And speaking of AMC, there clearly isn’t enough product to go around to fill 39 screens during the dog days of February. They are desperate to fill those screens. “The Tenant” opens exclusively at AMC this week. They also opened the equally poorly reviewed “Tamara,” which is also playing in Manhattan at the often second run City Cinemas E. Village ‘plex and the New Coliseum in Upper Manhattan. Finally, to complete this sorry-assed trifecta, also opening at AMC today is an, ahem, art film, “A Good Woman,” which is also playing at the less than A-list Clearview Cinemas’ E. 62nd Street ‘plex and the higher profile Regal 14th Street 'plex. “AGW,” like “Tamara” and “The Tenant” were all poorly reviewed.

Another weird booking at the AMC was “Bloodrayne,” a horror flick that opened at AMC on January 13. It also opened in the boroughs as well, but AMC was the only theatre showing “Bloodyrayne” for the first week anyway. What was odd about “Bloodrayne,” in addition to its exclusive Manhattan booking at AMC, was the fact that it wasn’t reviewed in the “New York Times” even though advertising appeared in the Times.

cheebalicious on January 29, 2006 at 11:17 pm

Saw “Akira” when the remaster premiered here March 2001. Don’t recall any sound issues, but it’s been years and from the sound of it we were in one of the better auditoriums. Haven’t been back since because it’s not exactly local.

Ken Roe
Ken Roe on January 19, 2006 at 11:31 am

REndres;Many thanks for your clarification and insight into this. It’s always good to have someone with ‘first hand knowledge’.

» **Task to complete**: Please reproduce the AMC comments word for word, everything from "Another weird booking" down to "with ‘first hand knowledge’.". Work only from the AMC comments.

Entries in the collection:
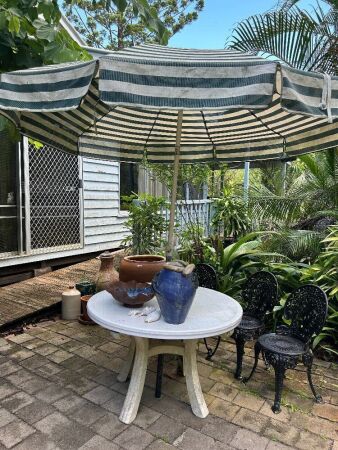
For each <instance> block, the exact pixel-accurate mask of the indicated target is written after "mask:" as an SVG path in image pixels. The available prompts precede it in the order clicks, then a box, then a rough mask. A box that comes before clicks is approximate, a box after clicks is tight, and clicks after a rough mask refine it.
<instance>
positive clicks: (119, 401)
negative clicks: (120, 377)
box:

» **Response area**:
Another weird booking at the AMC was “Bloodrayne,” a horror flick that opened at AMC on January 13. It also opened in the boroughs as well, but AMC was the only theatre showing “Bloodyrayne” for the first week anyway. What was odd about “Bloodrayne,” in addition to its exclusive Manhattan booking at AMC, was the fact that it wasn’t reviewed in the “New York Times” even though advertising appeared in the Times.

cheebalicious on January 29, 2006 at 11:17 pm

Saw “Akira” when the remaster premiered here March 2001. Don’t recall any sound issues, but it’s been years and from the sound of it we were in one of the better auditoriums. Haven’t been back since because it’s not exactly local.

Ken Roe
Ken Roe on January 19, 2006 at 11:31 am

REndres;Many thanks for your clarification and insight into this. It’s always good to have someone with ‘first hand knowledge’.